== Work to do ==
Print the items below verbatim, omitting the pictures.

Pointing dataset excerpts
-=-=-
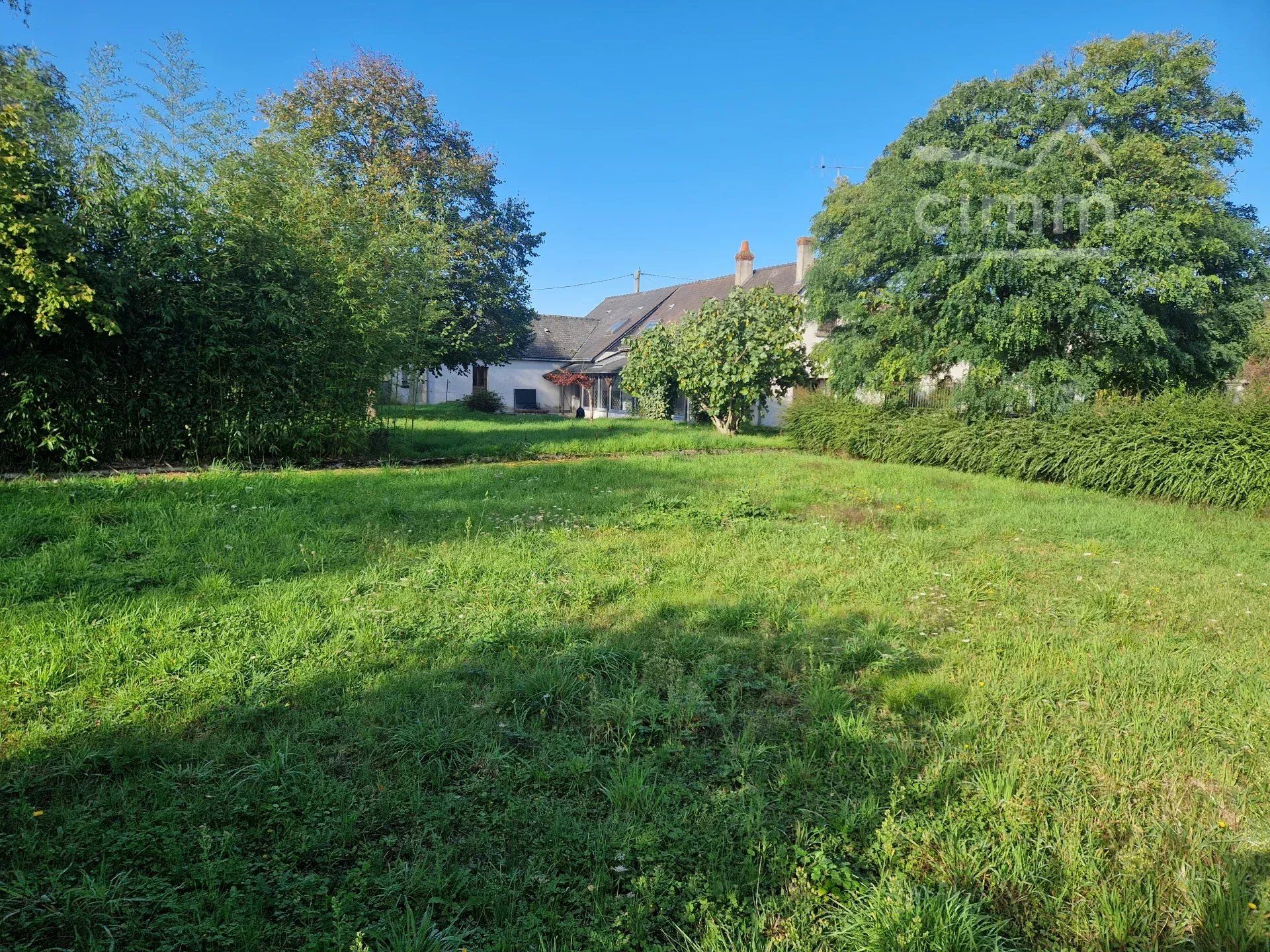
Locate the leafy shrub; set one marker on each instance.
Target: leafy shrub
(1259, 340)
(651, 374)
(486, 401)
(1185, 447)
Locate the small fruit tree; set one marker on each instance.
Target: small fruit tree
(651, 372)
(741, 352)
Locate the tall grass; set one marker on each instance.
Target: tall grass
(1189, 448)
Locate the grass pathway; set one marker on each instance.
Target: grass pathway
(635, 702)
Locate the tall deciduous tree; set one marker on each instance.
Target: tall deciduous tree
(1064, 230)
(407, 211)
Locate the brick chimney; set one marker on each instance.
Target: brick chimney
(745, 264)
(804, 260)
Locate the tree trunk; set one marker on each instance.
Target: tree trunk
(726, 424)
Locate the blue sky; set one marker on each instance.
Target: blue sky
(661, 135)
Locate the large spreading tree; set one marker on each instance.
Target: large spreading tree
(1058, 233)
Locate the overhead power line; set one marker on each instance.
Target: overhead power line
(583, 284)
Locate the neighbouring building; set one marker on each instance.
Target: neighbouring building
(596, 346)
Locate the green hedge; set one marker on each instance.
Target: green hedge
(1191, 448)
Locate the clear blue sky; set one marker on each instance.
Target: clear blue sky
(661, 135)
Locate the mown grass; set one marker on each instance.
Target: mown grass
(450, 432)
(710, 702)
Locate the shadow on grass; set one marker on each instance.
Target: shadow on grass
(153, 536)
(588, 789)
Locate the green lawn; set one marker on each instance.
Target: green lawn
(642, 702)
(450, 432)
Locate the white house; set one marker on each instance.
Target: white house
(596, 346)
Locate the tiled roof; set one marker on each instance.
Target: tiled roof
(556, 337)
(625, 315)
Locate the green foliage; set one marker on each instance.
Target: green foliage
(718, 701)
(450, 432)
(1066, 230)
(740, 352)
(1259, 340)
(486, 401)
(259, 290)
(1191, 448)
(651, 372)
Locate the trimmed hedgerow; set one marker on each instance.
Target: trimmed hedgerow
(1191, 448)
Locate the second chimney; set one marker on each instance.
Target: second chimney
-=-=-
== Complete output ==
Locate the leafy shrub; set one marker on each instance.
Target: leafy shrub
(1259, 340)
(651, 374)
(486, 401)
(1185, 447)
Locate the small fruit tree; set one marker on each instance.
Target: small fruit tree
(651, 372)
(741, 352)
Locate the tall grass; set one marker on each instance.
Target: tall grass
(1189, 448)
Locate the grass pathway; set one marker on each instance.
Target: grass pathway
(635, 702)
Locate the tall deciduous tree; set one marker on each instance.
Target: tall deciduous tree
(1064, 230)
(407, 211)
Locate the brick chimney; set one marker on each instance.
Target: brick chimney
(745, 264)
(804, 260)
Locate the tree trunk; set one marker on each instance.
Target: tree trunk
(726, 424)
Locate the blue sky; set one marker on each instance.
Target: blue sky
(661, 135)
Locate the large spreading tree; set one marker on each instance.
Target: large spreading tree
(1058, 233)
Locate the overhead power line; set one marker on each instance.
Target: overhead power line
(583, 284)
Locate the neighbouring building; set one marker on each instance.
Target: neighbouring building
(596, 346)
Locate the green hedge; set one marker on each instance.
Target: green hedge
(1191, 448)
Locate the clear blue sky; set one marker on each instance.
Target: clear blue sky
(661, 135)
Locate the mown grass; set one marker on each instance.
Target: mown grass
(450, 432)
(710, 702)
Locate the shadow on grass; set one marker on each instance.
Target: shadow on grass
(153, 536)
(588, 789)
Locate the green lawn; set one marker on each instance.
Target: green lawn
(642, 702)
(450, 432)
Locate the white house; set one marker on each instance.
Target: white house
(596, 346)
Locate the tiled roof; set one marker on each instance.
Target: tiled roof
(556, 337)
(625, 315)
Locate the green foliage; set one marker on each instance.
Target: green foliage
(718, 701)
(450, 432)
(1066, 230)
(740, 352)
(1259, 340)
(486, 401)
(259, 290)
(1191, 448)
(651, 372)
Locate the trimmed hedgerow; set one marker on each instance.
Target: trimmed hedgerow
(1191, 448)
Locate the second chimney; set one marker on each instance.
Target: second chimney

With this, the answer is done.